* [Exercise requirements] Each record below should be output verbatim, without pictures.
■ ■ ■ ■ ■ ■ ■
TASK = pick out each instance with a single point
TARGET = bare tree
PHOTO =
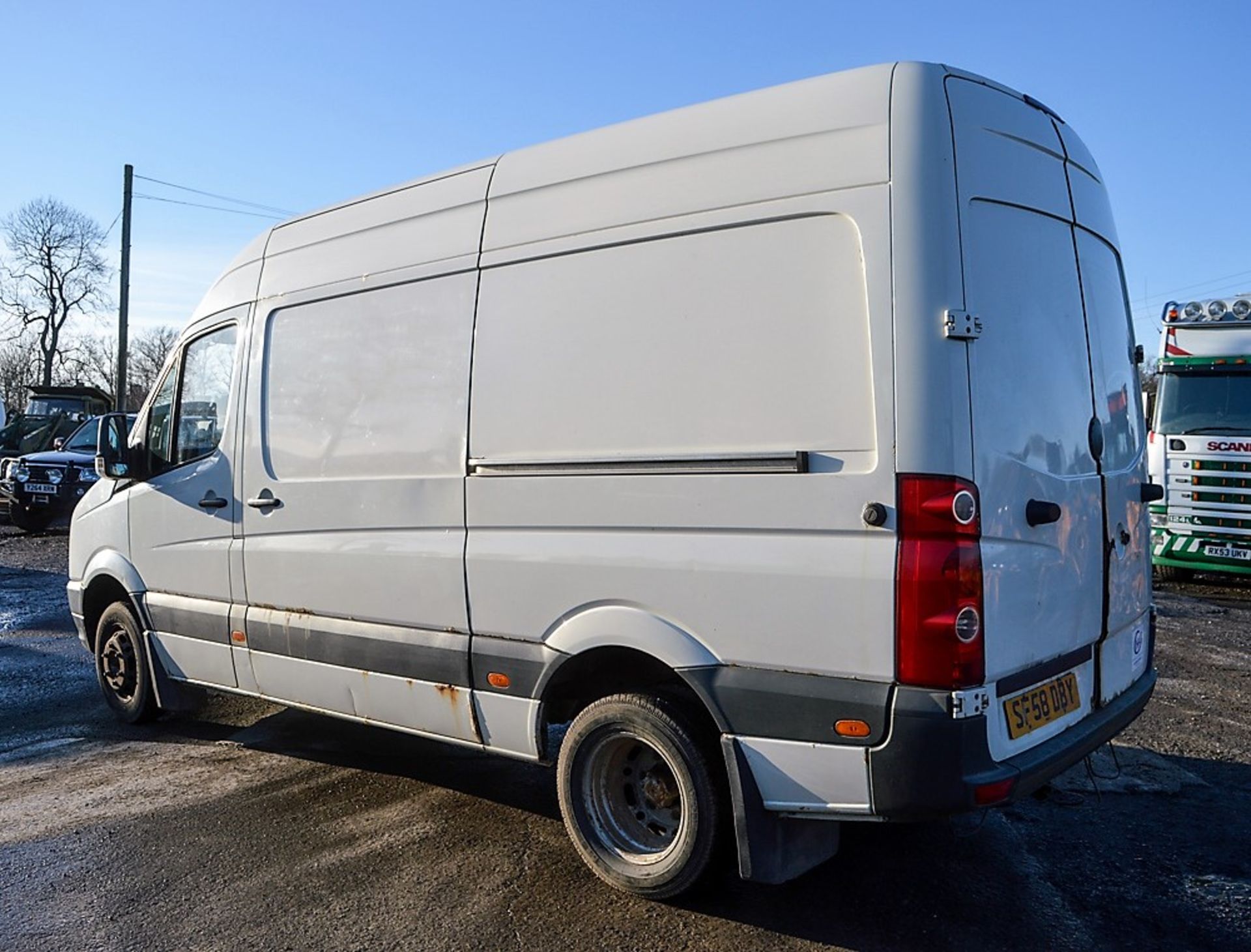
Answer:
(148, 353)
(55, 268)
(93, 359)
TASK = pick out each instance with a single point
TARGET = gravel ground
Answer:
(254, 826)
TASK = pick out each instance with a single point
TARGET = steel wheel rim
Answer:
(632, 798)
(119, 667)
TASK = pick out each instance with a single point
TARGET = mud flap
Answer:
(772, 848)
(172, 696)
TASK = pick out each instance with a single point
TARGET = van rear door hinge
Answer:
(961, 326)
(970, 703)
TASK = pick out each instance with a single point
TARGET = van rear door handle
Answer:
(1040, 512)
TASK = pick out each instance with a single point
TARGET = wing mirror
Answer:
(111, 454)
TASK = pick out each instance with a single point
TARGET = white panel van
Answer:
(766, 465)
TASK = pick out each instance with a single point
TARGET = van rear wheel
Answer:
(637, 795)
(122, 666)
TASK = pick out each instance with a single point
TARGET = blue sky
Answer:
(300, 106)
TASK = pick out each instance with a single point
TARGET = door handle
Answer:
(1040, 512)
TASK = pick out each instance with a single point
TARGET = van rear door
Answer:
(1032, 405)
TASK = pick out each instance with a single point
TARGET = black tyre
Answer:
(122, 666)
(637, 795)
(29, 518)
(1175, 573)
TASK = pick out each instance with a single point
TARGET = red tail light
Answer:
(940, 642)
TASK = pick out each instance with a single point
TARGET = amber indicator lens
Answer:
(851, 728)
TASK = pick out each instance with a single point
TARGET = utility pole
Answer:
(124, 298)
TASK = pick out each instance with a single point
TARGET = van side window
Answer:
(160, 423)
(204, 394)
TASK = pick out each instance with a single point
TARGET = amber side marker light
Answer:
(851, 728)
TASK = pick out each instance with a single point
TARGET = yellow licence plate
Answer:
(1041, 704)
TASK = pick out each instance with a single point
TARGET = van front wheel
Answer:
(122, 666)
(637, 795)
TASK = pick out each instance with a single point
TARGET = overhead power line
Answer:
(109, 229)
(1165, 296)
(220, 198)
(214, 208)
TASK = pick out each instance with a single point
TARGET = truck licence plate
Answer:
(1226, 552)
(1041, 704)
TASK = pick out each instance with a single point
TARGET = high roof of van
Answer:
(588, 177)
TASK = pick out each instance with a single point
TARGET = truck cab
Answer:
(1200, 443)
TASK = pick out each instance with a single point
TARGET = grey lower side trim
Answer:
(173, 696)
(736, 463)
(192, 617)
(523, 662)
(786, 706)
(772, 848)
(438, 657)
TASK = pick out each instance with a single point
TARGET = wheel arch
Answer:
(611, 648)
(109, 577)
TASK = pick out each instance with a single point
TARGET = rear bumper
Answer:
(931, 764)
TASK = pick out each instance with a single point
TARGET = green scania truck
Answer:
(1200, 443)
■ ■ ■ ■ ■ ■ ■
* [The solution]
TASK = pick out each instance with a single point
TARGET = bare tree
PHOTO =
Answer:
(148, 353)
(55, 268)
(93, 359)
TASK = pick out each instance with a single point
TARGET = gravel ground
Answer:
(254, 826)
TASK = pick out each instance with a single point
TARGET = steel wheel rim
Answer:
(632, 798)
(119, 667)
TASK = pick out each instance with a single point
TARGET = mud flap
Answer:
(772, 848)
(172, 696)
TASK = pick out each instance with a single point
TARGET = van rear door hinge
Answer:
(961, 326)
(970, 703)
TASK = pick out each instance with a single point
TARGET = van rear door handle
Answer:
(1040, 512)
TASK = pick out each instance with a single point
TARGET = wing mirror
Answer:
(111, 454)
TASK = pick out each instance with a single point
TARGET = white panel van
Answer:
(766, 465)
TASK = pick out each instance with a single point
TARGET = van rear wheel
Answer:
(637, 795)
(122, 666)
TASK = pick out each instance with a single point
TARGET = blue sky
Answer:
(300, 106)
TASK = pick out each instance with a single point
TARGET = door handle
Answer:
(1040, 512)
TASK = pick out each instance with a single point
TARGET = van rear door
Answer:
(1032, 405)
TASK = pick out each instance with a single point
TARGET = black tyre
Answer:
(122, 666)
(637, 795)
(29, 518)
(1175, 573)
TASK = pick out each instance with a single point
TARGET = red tail light
Answer:
(940, 642)
TASK = pick out each instance with a single point
TARGET = amber indicator lens
Answer:
(851, 728)
TASK = pick out each instance with a single point
TARGET = utility pole
Answer:
(124, 298)
TASK = pick out each instance with a single point
TARGET = van side window
Answer:
(160, 423)
(204, 394)
TASK = pick out each instance with a single point
TARGET = amber side marker light
Answer:
(851, 728)
TASK = pick out each instance with a single point
TARGET = yellow licence plate
Answer:
(1041, 704)
TASK = pick out each instance with a single point
TARGET = van front wheel
Answer:
(122, 666)
(637, 795)
TASK = pick out each instance with a single point
TARGET = overhead power line
Answer:
(109, 229)
(1165, 296)
(220, 198)
(214, 208)
TASK = pick out each instance with a single point
TARGET = truck licence plate
Answer:
(1226, 552)
(1041, 704)
TASK = pick out each instance with a single point
TARGET = high roof of van
Answer:
(588, 177)
TASK = pick out each instance with a single point
TARGET = truck cab
Answer:
(1200, 443)
TASK = pick out each instance with a single point
TARGET = grey lower side trim
Answer:
(173, 696)
(736, 463)
(192, 617)
(523, 662)
(786, 706)
(772, 848)
(438, 657)
TASK = pick out each instance with a single point
TARGET = wheel arch
Answer:
(611, 648)
(109, 577)
TASK = pick out each instance with a single point
TARGET = rear bumper
Answer:
(931, 764)
TASK = pick out each instance with a single point
TARGET = green scania truck
Answer:
(1200, 443)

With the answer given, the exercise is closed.